WHAT THE TASK ASKS — Give back exactly the lines of the material below that start at the line containing "Target: pea pod" and end at the line containing "Target: wood grain", and no others.

PROVIDED DATA —
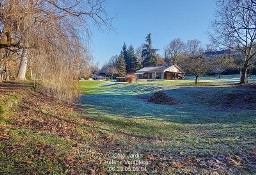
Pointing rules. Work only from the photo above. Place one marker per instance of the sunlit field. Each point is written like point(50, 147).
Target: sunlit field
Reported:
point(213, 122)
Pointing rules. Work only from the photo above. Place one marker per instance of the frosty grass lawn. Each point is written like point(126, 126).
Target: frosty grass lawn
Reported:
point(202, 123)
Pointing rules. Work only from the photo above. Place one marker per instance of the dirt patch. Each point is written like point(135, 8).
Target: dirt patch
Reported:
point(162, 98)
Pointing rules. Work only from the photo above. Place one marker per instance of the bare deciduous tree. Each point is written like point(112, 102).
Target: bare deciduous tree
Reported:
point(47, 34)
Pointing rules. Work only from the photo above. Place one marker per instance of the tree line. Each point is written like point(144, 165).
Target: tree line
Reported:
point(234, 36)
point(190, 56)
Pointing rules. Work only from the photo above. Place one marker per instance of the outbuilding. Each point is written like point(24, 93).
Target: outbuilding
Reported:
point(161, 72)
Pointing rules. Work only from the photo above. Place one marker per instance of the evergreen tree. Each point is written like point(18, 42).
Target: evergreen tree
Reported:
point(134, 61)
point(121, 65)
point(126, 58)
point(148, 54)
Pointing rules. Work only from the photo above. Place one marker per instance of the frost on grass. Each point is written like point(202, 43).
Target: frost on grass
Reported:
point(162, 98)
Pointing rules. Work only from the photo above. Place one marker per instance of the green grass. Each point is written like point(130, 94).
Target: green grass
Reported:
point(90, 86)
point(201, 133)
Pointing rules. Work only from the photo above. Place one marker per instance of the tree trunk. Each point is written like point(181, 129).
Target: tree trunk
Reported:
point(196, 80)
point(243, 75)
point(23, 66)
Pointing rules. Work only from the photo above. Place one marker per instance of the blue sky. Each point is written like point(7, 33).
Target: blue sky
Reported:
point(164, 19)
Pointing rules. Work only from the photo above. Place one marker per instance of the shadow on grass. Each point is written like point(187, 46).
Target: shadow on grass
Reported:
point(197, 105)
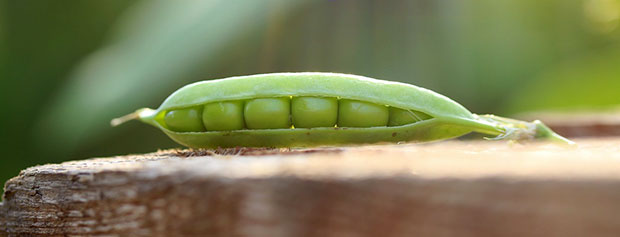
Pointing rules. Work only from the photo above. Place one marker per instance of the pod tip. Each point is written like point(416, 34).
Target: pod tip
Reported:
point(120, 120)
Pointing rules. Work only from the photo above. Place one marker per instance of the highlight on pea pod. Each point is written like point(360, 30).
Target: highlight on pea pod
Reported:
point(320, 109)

==

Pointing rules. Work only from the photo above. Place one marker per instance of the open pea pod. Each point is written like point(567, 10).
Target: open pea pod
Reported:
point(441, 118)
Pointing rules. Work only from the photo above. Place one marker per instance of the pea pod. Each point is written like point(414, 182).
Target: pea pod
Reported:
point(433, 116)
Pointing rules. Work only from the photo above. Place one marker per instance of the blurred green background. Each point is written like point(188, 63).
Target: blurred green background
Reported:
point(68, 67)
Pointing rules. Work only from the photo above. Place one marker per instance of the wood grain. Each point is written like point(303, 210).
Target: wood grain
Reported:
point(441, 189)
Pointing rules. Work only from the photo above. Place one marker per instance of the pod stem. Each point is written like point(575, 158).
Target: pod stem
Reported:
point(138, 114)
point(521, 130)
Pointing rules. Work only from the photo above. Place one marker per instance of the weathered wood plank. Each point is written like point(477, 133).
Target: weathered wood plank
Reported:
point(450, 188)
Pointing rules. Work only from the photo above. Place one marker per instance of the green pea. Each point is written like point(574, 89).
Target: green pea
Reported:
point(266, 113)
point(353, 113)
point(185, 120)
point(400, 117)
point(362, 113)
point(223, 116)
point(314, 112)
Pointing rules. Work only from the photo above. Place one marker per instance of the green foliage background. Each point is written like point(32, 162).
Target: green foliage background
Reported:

--

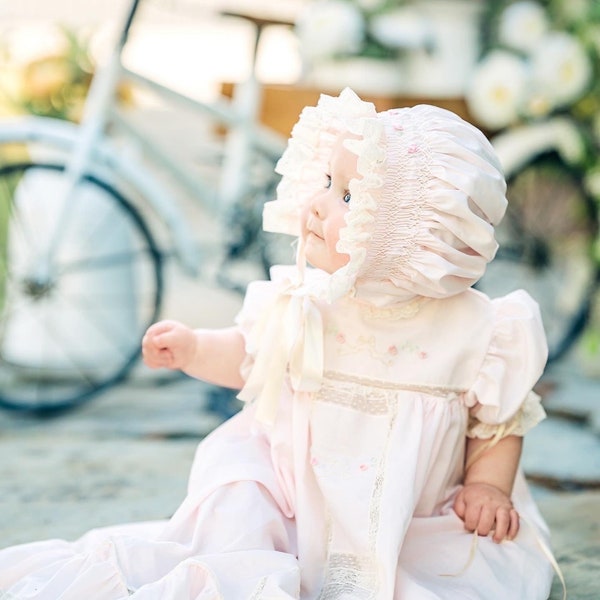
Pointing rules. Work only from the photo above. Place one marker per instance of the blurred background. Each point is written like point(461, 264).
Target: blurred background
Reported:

ANSWER BOX —
Target: pea pod
Reported:
point(433, 116)
Pointing rules. Work only from the photo above. Place one marker per instance of the blurred green background. Each point is written like point(188, 63).
Target: blurred green background
Reported:
point(68, 67)
Pointing rules. Work only from the photo above. Place one marker per instance of the wood grain. Each point is written like point(303, 210).
Target: wood grain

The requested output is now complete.